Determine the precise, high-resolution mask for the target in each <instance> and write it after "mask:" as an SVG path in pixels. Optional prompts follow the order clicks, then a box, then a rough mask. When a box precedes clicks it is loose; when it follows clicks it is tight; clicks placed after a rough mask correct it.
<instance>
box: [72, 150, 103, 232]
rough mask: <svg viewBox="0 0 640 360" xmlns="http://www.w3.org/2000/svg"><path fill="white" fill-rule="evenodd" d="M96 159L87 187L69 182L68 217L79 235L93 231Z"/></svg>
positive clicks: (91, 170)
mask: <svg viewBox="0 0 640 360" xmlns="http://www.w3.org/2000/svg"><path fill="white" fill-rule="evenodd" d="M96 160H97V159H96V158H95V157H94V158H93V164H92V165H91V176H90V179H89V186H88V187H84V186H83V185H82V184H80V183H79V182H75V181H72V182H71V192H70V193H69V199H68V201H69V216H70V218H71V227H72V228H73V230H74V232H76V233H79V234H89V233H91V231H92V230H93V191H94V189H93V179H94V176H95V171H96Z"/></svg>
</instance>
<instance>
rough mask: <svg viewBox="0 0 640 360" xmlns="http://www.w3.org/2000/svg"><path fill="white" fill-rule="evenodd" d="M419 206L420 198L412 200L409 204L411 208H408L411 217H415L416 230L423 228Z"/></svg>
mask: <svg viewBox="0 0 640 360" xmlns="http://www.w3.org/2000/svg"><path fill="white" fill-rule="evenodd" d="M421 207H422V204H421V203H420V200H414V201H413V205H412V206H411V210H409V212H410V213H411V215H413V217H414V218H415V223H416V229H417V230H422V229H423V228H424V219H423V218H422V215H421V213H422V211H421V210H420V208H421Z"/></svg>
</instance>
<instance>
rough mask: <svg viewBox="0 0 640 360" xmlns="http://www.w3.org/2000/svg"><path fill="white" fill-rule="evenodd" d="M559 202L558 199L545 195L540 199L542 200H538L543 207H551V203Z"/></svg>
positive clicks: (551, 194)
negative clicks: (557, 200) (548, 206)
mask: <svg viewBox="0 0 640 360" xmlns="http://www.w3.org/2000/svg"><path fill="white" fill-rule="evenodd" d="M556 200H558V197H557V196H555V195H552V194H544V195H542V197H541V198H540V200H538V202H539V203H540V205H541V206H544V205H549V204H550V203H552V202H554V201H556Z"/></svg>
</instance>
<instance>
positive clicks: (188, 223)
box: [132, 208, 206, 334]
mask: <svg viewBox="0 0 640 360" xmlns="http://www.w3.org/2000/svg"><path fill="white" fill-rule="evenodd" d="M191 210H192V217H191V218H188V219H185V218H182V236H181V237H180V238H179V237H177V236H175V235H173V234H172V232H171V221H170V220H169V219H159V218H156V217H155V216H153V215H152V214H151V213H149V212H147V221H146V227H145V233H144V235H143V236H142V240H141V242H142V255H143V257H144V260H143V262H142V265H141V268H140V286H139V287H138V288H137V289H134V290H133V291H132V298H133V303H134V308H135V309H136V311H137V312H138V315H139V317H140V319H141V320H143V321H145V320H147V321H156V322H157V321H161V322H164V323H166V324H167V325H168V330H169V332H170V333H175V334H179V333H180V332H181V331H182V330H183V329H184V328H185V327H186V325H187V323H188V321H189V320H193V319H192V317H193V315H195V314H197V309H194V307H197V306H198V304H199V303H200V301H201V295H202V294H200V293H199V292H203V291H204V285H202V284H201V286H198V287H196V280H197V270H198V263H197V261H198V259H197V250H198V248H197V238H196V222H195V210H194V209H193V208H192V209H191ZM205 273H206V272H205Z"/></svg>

• _YOUR ASSIGNMENT_
Give back exactly the lines of the listing above that run from the line with "box: [72, 150, 103, 232]" to the line with "positive clicks: (188, 223)", inclusive.

• _COMPLETED EXERCISE_
box: [72, 150, 103, 232]
rough mask: <svg viewBox="0 0 640 360" xmlns="http://www.w3.org/2000/svg"><path fill="white" fill-rule="evenodd" d="M96 159L87 187L69 182L68 217L79 235L93 231Z"/></svg>
positive clicks: (91, 170)
mask: <svg viewBox="0 0 640 360" xmlns="http://www.w3.org/2000/svg"><path fill="white" fill-rule="evenodd" d="M96 160H97V159H96V158H95V157H94V158H93V164H92V165H91V176H90V179H89V186H88V187H84V186H83V185H82V184H80V183H79V182H75V181H72V182H71V192H70V193H69V199H68V201H69V216H70V218H71V227H72V228H73V230H74V232H76V233H79V234H89V233H91V231H92V230H93V191H94V189H93V179H94V176H95V171H96Z"/></svg>
</instance>
<instance>
rough mask: <svg viewBox="0 0 640 360" xmlns="http://www.w3.org/2000/svg"><path fill="white" fill-rule="evenodd" d="M419 206L420 198L412 200L409 204L411 208H408L411 217H415L416 230L423 228Z"/></svg>
mask: <svg viewBox="0 0 640 360" xmlns="http://www.w3.org/2000/svg"><path fill="white" fill-rule="evenodd" d="M421 207H422V204H421V203H420V200H414V201H413V205H412V206H411V210H409V212H410V213H411V215H413V217H414V218H415V223H416V229H417V230H422V229H423V228H424V219H423V218H422V215H421V213H422V211H421V210H420V208H421Z"/></svg>
</instance>
<instance>
rough mask: <svg viewBox="0 0 640 360" xmlns="http://www.w3.org/2000/svg"><path fill="white" fill-rule="evenodd" d="M559 202L558 199L545 195L540 199L542 200H538L543 207H551V203Z"/></svg>
positive clicks: (551, 194)
negative clicks: (557, 200) (548, 206)
mask: <svg viewBox="0 0 640 360" xmlns="http://www.w3.org/2000/svg"><path fill="white" fill-rule="evenodd" d="M556 200H558V197H557V196H555V195H552V194H544V195H542V197H541V198H540V200H538V202H539V203H540V205H541V206H544V205H549V204H550V203H552V202H554V201H556Z"/></svg>
</instance>
<instance>
positive clicks: (188, 223)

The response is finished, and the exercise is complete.